_Assignment_
The entries that follow should be duplicated in full, without a single alteration.

┄┄┄┄┄┄┄┄┄┄┄┄┄┄┄┄┄┄┄┄

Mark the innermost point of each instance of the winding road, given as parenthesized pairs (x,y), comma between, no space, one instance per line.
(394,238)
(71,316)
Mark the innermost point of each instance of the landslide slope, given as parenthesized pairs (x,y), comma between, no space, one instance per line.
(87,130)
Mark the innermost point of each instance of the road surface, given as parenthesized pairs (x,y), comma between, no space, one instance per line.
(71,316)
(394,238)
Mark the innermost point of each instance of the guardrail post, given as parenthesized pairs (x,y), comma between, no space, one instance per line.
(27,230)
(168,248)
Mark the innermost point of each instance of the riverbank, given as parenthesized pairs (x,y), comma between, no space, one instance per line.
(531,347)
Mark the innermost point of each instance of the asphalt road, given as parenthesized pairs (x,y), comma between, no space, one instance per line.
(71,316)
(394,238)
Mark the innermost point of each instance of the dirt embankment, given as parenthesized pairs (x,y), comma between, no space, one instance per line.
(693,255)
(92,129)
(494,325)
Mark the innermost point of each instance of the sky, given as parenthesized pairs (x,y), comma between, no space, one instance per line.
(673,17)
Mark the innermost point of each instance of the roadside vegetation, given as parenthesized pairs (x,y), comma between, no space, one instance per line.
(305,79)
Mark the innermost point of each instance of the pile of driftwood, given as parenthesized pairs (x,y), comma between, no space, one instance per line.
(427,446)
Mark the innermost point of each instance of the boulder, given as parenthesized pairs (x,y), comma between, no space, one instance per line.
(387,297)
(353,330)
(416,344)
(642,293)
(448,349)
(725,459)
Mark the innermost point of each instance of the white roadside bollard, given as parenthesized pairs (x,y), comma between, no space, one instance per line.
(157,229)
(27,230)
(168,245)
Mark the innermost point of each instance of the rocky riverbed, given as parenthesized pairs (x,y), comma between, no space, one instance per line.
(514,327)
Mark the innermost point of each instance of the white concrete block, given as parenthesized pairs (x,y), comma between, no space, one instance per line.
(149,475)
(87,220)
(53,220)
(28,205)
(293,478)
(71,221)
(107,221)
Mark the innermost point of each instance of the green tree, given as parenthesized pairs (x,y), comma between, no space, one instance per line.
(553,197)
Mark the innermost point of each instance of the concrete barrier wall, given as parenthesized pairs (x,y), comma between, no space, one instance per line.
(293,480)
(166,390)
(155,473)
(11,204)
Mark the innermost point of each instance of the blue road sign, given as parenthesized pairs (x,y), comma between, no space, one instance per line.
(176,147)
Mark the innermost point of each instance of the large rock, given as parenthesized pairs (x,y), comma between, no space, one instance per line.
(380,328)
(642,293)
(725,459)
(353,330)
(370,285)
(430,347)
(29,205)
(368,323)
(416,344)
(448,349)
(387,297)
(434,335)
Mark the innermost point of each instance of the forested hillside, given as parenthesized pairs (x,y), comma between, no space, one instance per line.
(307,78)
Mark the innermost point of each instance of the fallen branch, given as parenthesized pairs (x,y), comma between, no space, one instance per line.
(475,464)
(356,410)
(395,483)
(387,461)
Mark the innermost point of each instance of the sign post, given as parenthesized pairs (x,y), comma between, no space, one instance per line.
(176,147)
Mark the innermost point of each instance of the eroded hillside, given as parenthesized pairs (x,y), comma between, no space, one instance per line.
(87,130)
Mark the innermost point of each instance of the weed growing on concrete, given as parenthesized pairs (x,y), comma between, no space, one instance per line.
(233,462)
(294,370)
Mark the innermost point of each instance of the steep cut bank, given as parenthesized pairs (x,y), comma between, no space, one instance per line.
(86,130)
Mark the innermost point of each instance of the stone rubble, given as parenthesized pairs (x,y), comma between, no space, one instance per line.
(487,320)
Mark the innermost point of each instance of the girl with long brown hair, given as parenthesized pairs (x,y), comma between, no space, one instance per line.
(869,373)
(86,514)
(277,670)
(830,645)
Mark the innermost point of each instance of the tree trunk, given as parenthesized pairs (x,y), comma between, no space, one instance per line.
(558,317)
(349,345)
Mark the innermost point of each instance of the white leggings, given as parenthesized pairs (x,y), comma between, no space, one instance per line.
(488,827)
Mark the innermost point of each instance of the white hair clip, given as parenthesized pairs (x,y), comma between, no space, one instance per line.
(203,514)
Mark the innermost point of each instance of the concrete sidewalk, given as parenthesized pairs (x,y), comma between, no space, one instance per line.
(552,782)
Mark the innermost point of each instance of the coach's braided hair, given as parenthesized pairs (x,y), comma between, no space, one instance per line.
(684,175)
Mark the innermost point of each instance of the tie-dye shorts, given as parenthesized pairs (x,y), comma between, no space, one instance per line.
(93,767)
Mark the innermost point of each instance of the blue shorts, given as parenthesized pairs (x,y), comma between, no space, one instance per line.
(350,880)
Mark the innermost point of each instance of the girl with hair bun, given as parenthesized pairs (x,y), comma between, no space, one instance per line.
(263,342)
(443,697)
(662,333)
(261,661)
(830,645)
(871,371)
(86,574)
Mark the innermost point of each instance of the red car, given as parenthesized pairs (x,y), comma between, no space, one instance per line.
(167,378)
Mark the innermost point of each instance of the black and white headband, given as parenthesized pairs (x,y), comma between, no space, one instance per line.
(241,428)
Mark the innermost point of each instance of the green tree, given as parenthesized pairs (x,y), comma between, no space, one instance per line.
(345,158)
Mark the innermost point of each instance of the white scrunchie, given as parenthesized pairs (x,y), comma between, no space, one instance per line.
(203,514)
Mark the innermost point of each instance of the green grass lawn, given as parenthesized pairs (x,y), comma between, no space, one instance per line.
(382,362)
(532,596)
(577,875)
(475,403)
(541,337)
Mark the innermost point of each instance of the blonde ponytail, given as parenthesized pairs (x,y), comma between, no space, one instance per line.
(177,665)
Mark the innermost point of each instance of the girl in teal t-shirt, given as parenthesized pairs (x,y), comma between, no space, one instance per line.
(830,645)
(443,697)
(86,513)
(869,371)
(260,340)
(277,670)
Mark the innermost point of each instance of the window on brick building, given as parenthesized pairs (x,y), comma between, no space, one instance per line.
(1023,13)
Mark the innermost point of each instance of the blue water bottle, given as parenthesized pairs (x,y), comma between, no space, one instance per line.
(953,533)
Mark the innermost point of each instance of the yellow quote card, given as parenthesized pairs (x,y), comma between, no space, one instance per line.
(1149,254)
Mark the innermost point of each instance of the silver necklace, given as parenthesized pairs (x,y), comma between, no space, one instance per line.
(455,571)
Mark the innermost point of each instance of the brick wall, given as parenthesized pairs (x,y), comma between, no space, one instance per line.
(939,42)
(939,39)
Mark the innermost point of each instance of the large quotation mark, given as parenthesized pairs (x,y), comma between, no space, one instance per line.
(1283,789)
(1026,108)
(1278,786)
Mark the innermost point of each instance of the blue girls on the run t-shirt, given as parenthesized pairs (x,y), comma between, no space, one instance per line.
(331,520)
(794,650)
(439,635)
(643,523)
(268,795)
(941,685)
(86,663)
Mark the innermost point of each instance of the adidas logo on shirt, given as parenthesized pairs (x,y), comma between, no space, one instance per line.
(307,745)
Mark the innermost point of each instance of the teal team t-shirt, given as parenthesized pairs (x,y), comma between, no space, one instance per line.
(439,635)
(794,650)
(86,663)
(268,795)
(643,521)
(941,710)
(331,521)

┄┄┄┄┄┄┄┄┄┄┄┄┄┄┄┄┄┄┄┄

_Written answer_
Mark the innermost point of each instance of the winding road, given as parenthesized pairs (x,y), comma between, no space, one instance per line.
(394,238)
(71,316)
Mark the innermost point of each instance of the landslide slope, given as parenthesized pairs (x,y), comma between, no space, one instance per line.
(87,130)
Mark the innermost point of each instance of the road surface, given as parenthesized pairs (x,y), comma between, no space, one instance per line.
(71,316)
(394,238)
Mark the innermost point of each instance of the guardrail post, given as parenthesized pairs (x,y), comma between, no space, one instance per line.
(27,230)
(168,248)
Mark the innermost point of each instance of the riverbank, given as parenthesized pairs (x,y), comma between, no space, one instance per line.
(531,347)
Mark the innermost point of each instance of the asphalt road, given as parenthesized pairs (x,y), comma between, no space, one instance per line.
(71,316)
(394,238)
Mark the innermost point of each instance of the dirt embankment, given as parenthesized pairs (x,y), comma between, no space, one instance per line.
(693,255)
(92,129)
(494,325)
Mark the innermost point of each instance of the sky, given as parenthesized pairs (x,y), comma between, no space, one instance per line.
(673,17)
Mark the innermost point of each instance of the roadside vegetation, given as parenthesized pairs (x,y), comma between, no space, one instance per line.
(305,79)
Mark the innermost point of each instance of the pile of driftwood, given as parenthesized pairs (x,y), comma between, no space, one instance per line.
(427,446)
Mark the innermost point of each instance of the boulder, given as parenthesized pairs (x,y), comma between, no space, one instance per line.
(387,297)
(353,330)
(416,344)
(642,293)
(448,349)
(725,459)
Mark the innermost point of each instance of the white roadside bollard, given as parenthesized pairs (x,y), comma between, no space, one instance per line.
(157,229)
(27,230)
(168,245)
Mark the innermost point of each instance of the rocky riverbed, given as parenthesized pairs (x,y), comma between, no space, one instance per line.
(514,327)
Mark the innermost point of each instance of the white concrete block, given as parenthesized pairs (x,y), comma between, no space, one instance per line.
(149,475)
(87,220)
(53,220)
(28,205)
(293,478)
(71,221)
(107,221)
Mark the innermost point of each instance of the green tree, given as parenthesized pairs (x,y), comma between, no space, one instance per line.
(553,197)
Mark the innermost point of each instance of the concrete barrier wall, given as parenthesized pairs (x,y), comma between, no space, one instance per line.
(293,480)
(166,390)
(155,473)
(11,204)
Mark the innermost point of each instance of the blue road sign, given as parenthesized pairs (x,y), comma between, no space, one instance per line.
(176,147)
Mark the innermost point of each instance of the large rock, given as parenthesized pairs (x,y), comma between, no space, one instance per line.
(380,328)
(642,293)
(725,459)
(353,330)
(370,285)
(430,347)
(29,205)
(368,323)
(416,344)
(448,349)
(387,297)
(434,335)
Mark the innermost point of each instance of the forested hillside, given as parenthesized pairs (x,y), comma between, no space, one instance per line.
(307,78)
Mark the innermost point of each instance of the fallen branch, given as parenthesized pairs (x,y), comma between, no space, one instance per line.
(475,464)
(356,410)
(395,483)
(387,461)
Mark the innermost point of each instance of the sign post, given as parenthesized pairs (x,y), comma between, no space, one instance per line.
(176,147)
Mark the innermost point of each instance of the eroded hillside, given as parenthesized pairs (x,y), comma between, no space, one instance per line.
(87,130)
Mark the innermost point of each instance of the weed growing on concrete, given as parenthesized pairs (x,y), comma between, no space, one instance per line.
(233,462)
(294,370)
Mark the innermost point of each instance of the steep cut bank, given as parenthesized pairs (x,y), comma between, no space, one instance per line.
(86,130)
Mark the innermost point of each instance of the stone rubble, given as parenthesized pairs (x,y), comma between, no space, one instance per line.
(487,320)
Mark the innermost point of each instance of the girl with long brown hair, given as parenthesized pairs (x,y), comma between, no space, one instance per line.
(869,373)
(86,514)
(277,670)
(830,645)
Mark the innermost point of each instance of the tree trunk, given as parenthesized pairs (x,y), comma between, no space, one instance per line.
(558,317)
(349,345)
Mark the innermost point of each instance of the white leggings, given as parenthesized pairs (x,y), comma between, no space, one instance per line.
(488,827)
Mark the innermost point of each instance of the white hair clip, given as parenthesized pairs (x,y), comma between, no space, one instance per line.
(203,514)
Mark the innermost point of each instance of the concrete sidewalk, given as parenthesized pairs (x,y), comma between, no space, one instance per line.
(552,782)
Mark the innermost point of each instance of the coach's braided hair, given as parenthesized pairs (x,y), comma between, no space, one instance per line.
(684,175)
Mark the innermost point of each instance of the tie-dye shorts, given as parenthesized pairs (x,y), comma between, no space, one instance per line.
(93,767)
Mark the innermost point of each instance of the blue shorts, given as parenthesized pairs (x,y), comma between, no space, one instance per line.
(350,880)
Mark the innermost point of each instance of the girl with hair bun, given as parenthesized pairs (x,y), comma between, no space, one instance per line.
(263,342)
(443,697)
(662,333)
(261,661)
(830,645)
(871,371)
(86,574)
Mark the innermost point of each instance of the red car, given as parenthesized pairs (x,y), comma between, no space, one instance per line.
(167,378)
Mark the innermost point of each instance of the black and white headband, given as parenthesized pairs (x,y), comma between, no space, one instance per line.
(241,428)
Mark the innermost point of each instance of the green tree, given as parenthesized pairs (x,y), comma between, no space, one instance per line.
(345,158)
Mark the innermost point of each instance of the white scrunchie, given as parenthesized pairs (x,y), comma between, no space, one instance per line.
(203,514)
Mark the innermost point of each instance of the green grass lawn, given as parenthesized pairs (x,y), comma between, no space, one instance per line.
(382,362)
(532,596)
(577,875)
(475,403)
(541,337)
Mark the innermost point of each instance of the blonde ponytail, given as parenthesized pairs (x,y), comma between, no space, one instance per line.
(177,665)
Mark the innermost point of each instance of the girl in teal t-shirt, given as parenthesized pairs (x,y), comma between, no space, one instance per line.
(830,645)
(443,697)
(86,513)
(869,371)
(260,340)
(277,670)
Mark the innermost point of each instance of the window on brick building, given as parenthesized pairs (x,y), comma between, no space, one instance per line.
(1023,13)
Mark the innermost point of each instance of the blue water bottle, given as parenthesized pairs (x,y), comma between, no space, one instance per line.
(953,533)
Mark the innermost point of each instance of the yellow quote card, given as parenthesized pairs (x,y), comma between, no space, one instance per line.
(1149,254)
Mark the innermost point of each instance of the silver necklace, given as parenthesized pairs (x,y), comma between, no space, one instance per line.
(455,571)
Mark the innermost point of each instance of the brick wall, given as parenthesized pairs (x,y), comma between, no space, one instance per line.
(939,42)
(939,39)
Mark the innermost point of each instance of the large quotation mark, given as parenthesized pairs (x,y), comma between, no space, one instance per line.
(1283,789)
(1026,108)
(1278,786)
Mark the innermost point of each instance of the blue girls on the run t-shirt, given as parenthesized pairs (x,y), comma between, no space, one instance per line.
(331,520)
(794,650)
(439,635)
(643,523)
(268,795)
(941,685)
(86,663)
Mark the innermost point of each instance of the adidas logo on shirt, given as parenthesized pairs (x,y), comma between, no space, one instance per line.
(307,745)
Mark the innermost point of each instance of the teal team t-shirt, given as parenthesized pairs (x,y), comma between, no space, one instance per line.
(439,635)
(794,650)
(86,663)
(268,795)
(643,521)
(941,710)
(331,521)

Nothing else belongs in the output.